— Start SOURCE —

Fulfilling market demands: ABB's Waste Power Line20 September 1998
The world's population is about 6 billion. The amount of waste produced by each person varies widely; in the USA, the average is 700 kg per person per year, in Europe, it is 300-400 kg per person per year. The world average is about 150 kg per person per year. Disposal of the one trillion tonnes of municipal waste produced every year is an ever-present problem. One solution is to burn the waste, and use the energy released to produce electricity. It is a popular method of disposing of waste, with over 2000 waste to energy plants around the world.
Legislation, influenced by the steadily increasing public awareness of the problems and consequences of municipal solid waste, is the most important market driver of demand for waste-to-energy plants worldwide. As economies grow and the GDP/capita increases within developed and developing countries, so does the level of waste production. Waste reduction programmes, such as recycling and composting, offer economical solutions, which help reduce waste volumes.
Unfortunately, large volumes of waste remain. Waste-to-energy plants utilise this waste as a fuel, significantly reducing its volume and using its stored energy to produce steam for industrial processes, district heating or generating electricity. There are two market trends encouraging the development of such plants: they burn waste cleanly and economically, optimising the output of this overly-abundant man-made fuel, and simultaneously reduce consumption of limited natural resources. ABB is developing its products in line with these market trends.
Municipal solid waste takes many forms, including packaging, vegetable waste, and sewage sludge. Converting sewage sludge to a combustible form is an important element, and the technology involved in drying and separating this by-product of human existence is a specialised one.
Market volume trends in the waste-to-energy industry
The annual market volume for waste-to-energy plants sold in western Europe is constant at about 500 tons/hr of incineration capacity. More established markets, such as Germany, Switzerland, the Netherlands and some Scandinavian countries, with significant capacity already installed, have lower demand rates than previously. This is compensated by expanding markets with higher demand rates, such as France, Denmark, Italy, Spain and the UK.
In the long term, European Union directives covering landfills will be implemented as laws within individual countries, and will play a decisive role in increasing demand for waste-to-energy plants over the next 5-8 years.
Market volume in Asia totals approximately 500 tons/hr of capacity sold per year, with the largest country market being Japan. South Korea and Taiwan are quickly growing markets in Asia, with the mega cities in Malaysia, Indonesia, the Philippines, Singapore, India and China offering individual projects, which could develop into national demands in due course.
The markets of eastern Europe, the CIS and South America all have need of waste-to-energy plants. However, these are constrained by the need for economic and political reform, as well as the shortage of available capital. These countries represent long-term future markets within the waste-to-energy industry.
North America, specifically the USA, with its abundant land resources, prefers to use landfills to energy recovery and waste volume reduction systems typified by waste-to-energy plants.
Fulfilling market demands
ABB is developing its "Waste Power Line", a standardised design for greenfield waste-to-energy plants, or integrated waste lines within existing plants. The concept is based on existing technologies, which have been successfully proven in several plants. ABB Enertech Ltd, the technical lead centre within the ABB Group for waste-to-energy plants, has coordinated optimisation of all the main component groups within the complete plant into a flexible design concept, adaptable to individual customer needs.

— End SOURCE —

TASK: In the article on ABB's Waste Power Line, how much waste does the average person in the USA produce each year?

— Start DATA SHOWN —

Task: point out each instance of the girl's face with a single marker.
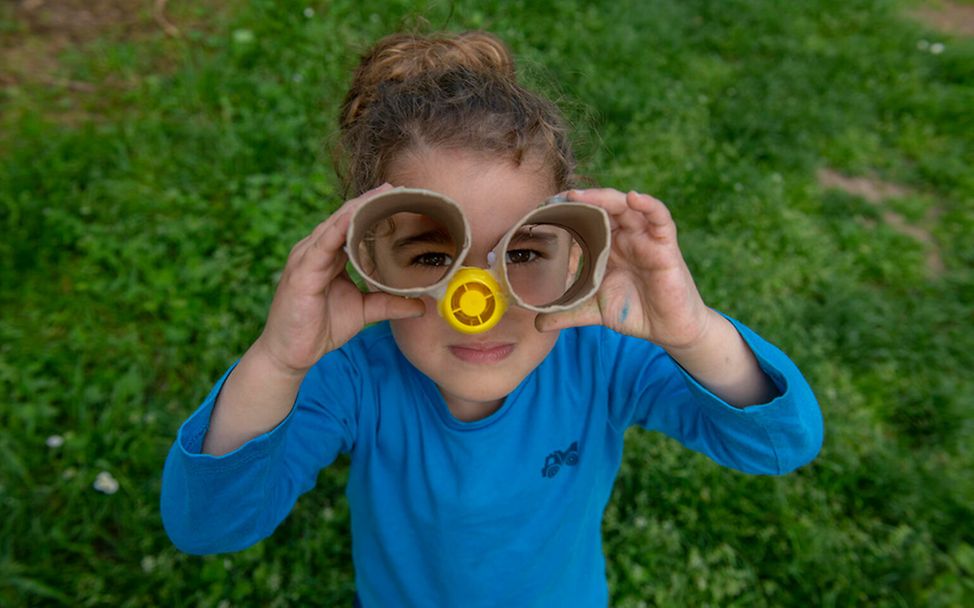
(475, 373)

— End DATA SHOWN —

SOLUTION TO THIS PROBLEM: 700 kg per person per year.